2020 Die Ukraine ist Gastland beim FünfSeenlandFilmFestival

Der Film sollte eigentlich in den 1980er-Jahren spielen, nun ist er aber in der Gegenwart gelandet

Nina (Marina Koshkina) würde gern umziehen, doch ihr Mann Jurij (Vasilij Kuharskij) will in der russisch besetzten Stadt Luhansk bleiben. Foto: Verleih/FSFF

Gegen das Vergessen

Daria Onyshchenkos Politdrama „The Forgotten“ feiert Deutschlandpremiere. Es zeigt das Leben in besetzten Gebieten der Ost-Ukraine

Starnberg – Es ist Winter. Eine hautfarbene Wachsskulptur einer nackten Frau steht starr im tiefen Schnee. Die Ruhe der Szene wird durch einen lauten Schuss in ihre Brust durchbrochen. Es folgen weitere Schüsse und weitere Skulpturen, die wie eine Armee verteilt stehen. Der Schütze: Eine Frau in Militäranzug.

Aufgabenstellung >>
Prüfe, ob die folgenden Aussagen zum Textauszug oben stimmen, und belege jede Antwort mit Ja oder Nein und den entscheidenden Worten des Textes im Wortlaut.
1. „The Forgotten“ erlebt seine Deutschlandpremiere.
2. Jurij möchte aus Luhansk wegziehen.
3. Der Film spielt in den 1980er-Jahren.

Aufgelistete Zeilen >>
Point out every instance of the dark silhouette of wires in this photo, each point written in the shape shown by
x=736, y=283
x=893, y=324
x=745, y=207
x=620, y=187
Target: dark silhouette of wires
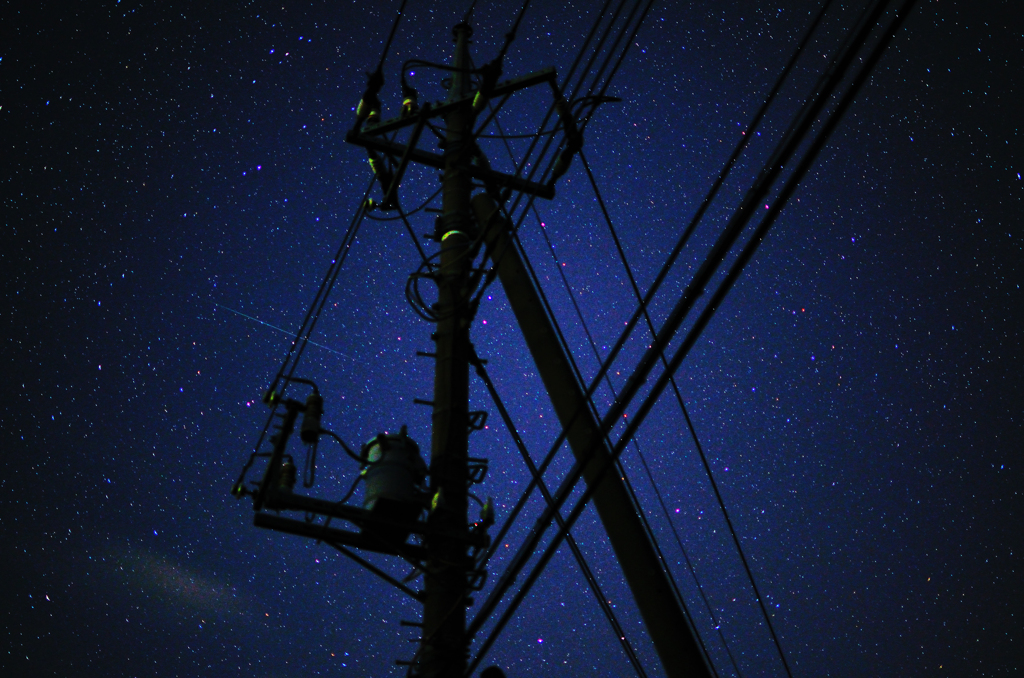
x=792, y=140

Lösung >>
1. Ja: „feiert Deutschlandpremiere“
2. Nein: „ihr Mann Jurij (Vasilij Kuharskij) will in der russisch besetzten Stadt Luhansk bleiben“
3. Nein: „Der Film sollte eigentlich in den 1980er-Jahren spielen, nun ist er aber in der Gegenwart gelandet“